* [Exercise set]
A. Which technical acronyms appear in the email thread about response header filtering?
B. According to the email thread about response header filtering, why might user agents filter out response headers on the server's behalf?
C. Pick up the email thread about response header filtering after its final sentence and keep writing it.

Tyler Close wrote:
On Wed, May 12, 2010 at 1:05 PM, Nathan <[email protected]> wrote:
Tyler Close wrote:
On Wed, May 12, 2010 at 12:33 PM, Nathan <[email protected]> wrote:
Yes,
The simplest argument I can give is that we (server admins) are trusted
to
set the CORS headers, but not to remove any headers we don't want an XHR
request to see - this is frankly ridiculous.
The problem is there might not be a single server admin but many.
Quoting from the UMP spec:
"""
Some HTTP servers construct an HTTP response in multiple stages. In
such a deployment, an earlier stage might produce a uniform response
which is augmented with additional response headers by a later stage
that does not understand a uniform response header. This later stage
might add response headers with the expectation they will be protected
by the Same Origin Policy. The developer of the earlier stage might be
unable to update the program logic of the later stage. To accommodate
this deployment scenario, user-agents can filter out response headers
on behalf of the server before exposing a uniform response to the
requesting content.
"""
http://dev.w3.org/2006/waf/UMP/#response-header-filtering
I believe the design presented in UMP for response header filtering
addresses all use-cases, including your "Location" header example
below.

Contour annotation records:
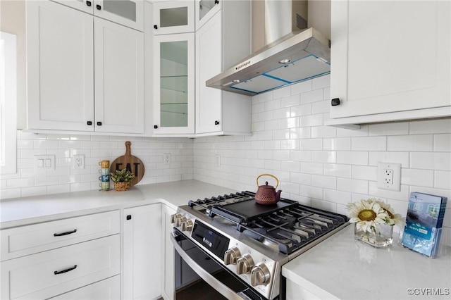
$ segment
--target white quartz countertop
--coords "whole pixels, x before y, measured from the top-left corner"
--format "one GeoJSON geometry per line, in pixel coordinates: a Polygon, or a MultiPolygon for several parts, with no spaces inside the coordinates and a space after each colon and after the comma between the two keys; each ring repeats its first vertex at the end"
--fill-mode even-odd
{"type": "Polygon", "coordinates": [[[125,192],[74,192],[0,202],[0,229],[163,202],[175,208],[197,200],[239,191],[197,180],[136,185],[125,192]]]}
{"type": "Polygon", "coordinates": [[[351,224],[284,265],[282,275],[323,299],[450,299],[451,247],[431,259],[397,242],[396,233],[393,245],[373,248],[354,239],[351,224]]]}

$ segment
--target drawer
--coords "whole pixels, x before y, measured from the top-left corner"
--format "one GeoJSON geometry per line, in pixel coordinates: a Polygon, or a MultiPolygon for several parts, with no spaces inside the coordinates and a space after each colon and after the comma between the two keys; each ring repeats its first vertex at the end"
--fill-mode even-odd
{"type": "Polygon", "coordinates": [[[120,285],[119,275],[116,275],[51,299],[51,300],[119,300],[121,299],[120,285]]]}
{"type": "Polygon", "coordinates": [[[1,261],[119,233],[119,211],[0,231],[1,261]]]}
{"type": "Polygon", "coordinates": [[[115,235],[0,263],[0,299],[47,299],[120,273],[115,235]]]}

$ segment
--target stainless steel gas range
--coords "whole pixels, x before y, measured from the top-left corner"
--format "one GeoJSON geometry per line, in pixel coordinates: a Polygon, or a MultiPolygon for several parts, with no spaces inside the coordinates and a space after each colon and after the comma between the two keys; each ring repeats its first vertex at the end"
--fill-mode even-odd
{"type": "Polygon", "coordinates": [[[175,287],[177,299],[190,288],[212,293],[205,299],[284,299],[282,266],[348,224],[345,215],[285,199],[259,204],[254,195],[190,201],[171,215],[180,262],[175,275],[181,282],[185,274],[195,275],[189,285],[175,287]]]}

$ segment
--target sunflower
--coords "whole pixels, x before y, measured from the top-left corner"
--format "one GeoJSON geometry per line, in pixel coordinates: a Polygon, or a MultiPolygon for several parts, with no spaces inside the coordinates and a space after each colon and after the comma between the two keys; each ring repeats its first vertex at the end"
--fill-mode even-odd
{"type": "Polygon", "coordinates": [[[347,204],[351,218],[350,223],[356,223],[358,230],[378,233],[381,224],[387,223],[389,215],[381,203],[375,199],[361,200],[347,204]]]}

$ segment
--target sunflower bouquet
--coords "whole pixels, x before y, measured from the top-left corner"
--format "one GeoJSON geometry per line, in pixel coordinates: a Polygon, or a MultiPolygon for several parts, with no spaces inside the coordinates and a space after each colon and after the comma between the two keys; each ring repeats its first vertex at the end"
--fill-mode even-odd
{"type": "Polygon", "coordinates": [[[381,226],[388,225],[403,227],[404,220],[399,213],[381,199],[369,198],[347,204],[351,217],[350,223],[356,223],[356,230],[367,233],[379,234],[381,226]]]}

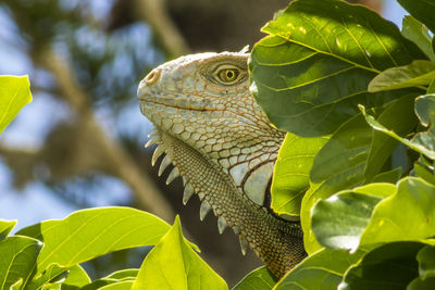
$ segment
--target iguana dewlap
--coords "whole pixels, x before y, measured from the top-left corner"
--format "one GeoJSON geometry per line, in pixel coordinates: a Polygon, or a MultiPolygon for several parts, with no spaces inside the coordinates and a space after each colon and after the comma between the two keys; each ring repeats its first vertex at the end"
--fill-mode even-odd
{"type": "Polygon", "coordinates": [[[199,53],[154,68],[140,83],[140,110],[156,126],[152,164],[159,175],[174,164],[167,184],[183,176],[183,202],[201,200],[220,232],[239,236],[278,277],[304,256],[297,222],[270,209],[270,182],[284,133],[266,119],[249,91],[246,53],[199,53]]]}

* [Answers given]
A. CORS, XHR, UMP, HTTP

B. Some HTTP servers build a response in stages, and a later stage that does not understand a uniform response header might add headers expecting the Same Origin Policy to protect them. Because the developer of the earlier stage might be unable to change the later stage's logic, user agents can filter those headers before exposing a uniform response to the requesting content.

C.
Yes that pretty much covers it, can you confirm if "Uniform-Headers" would
include the Link header as white-listed? That's the last remaining crucial
one not covered. (Link header is standards track now).
The response would have to also include the header "Uniform-Headers: Link"
BTW: I will point out that I hadn't reviewed the UMP spec yet so thisn't
isn't any political or preference thing.
I still stand by my statement though, CORS cannot possible go through to REC
status without the headers whitelisted in UMP + the Link header.
Although my preference for both specs would be a Blacklist..
We can't know the names of all the possibly dangerous headers. A
dynamic whitelist defined by the server is the best we can do.
Ahh now that I understand what Uniform Headers does that's a perfectly
fine solution.
That was somewhat less painful than I expected!
Although if CORS goes through to REC and is implemented widely then it
really doesn't matter what's in UMP does it? - or maybe i misunderstand
the rather complication situation.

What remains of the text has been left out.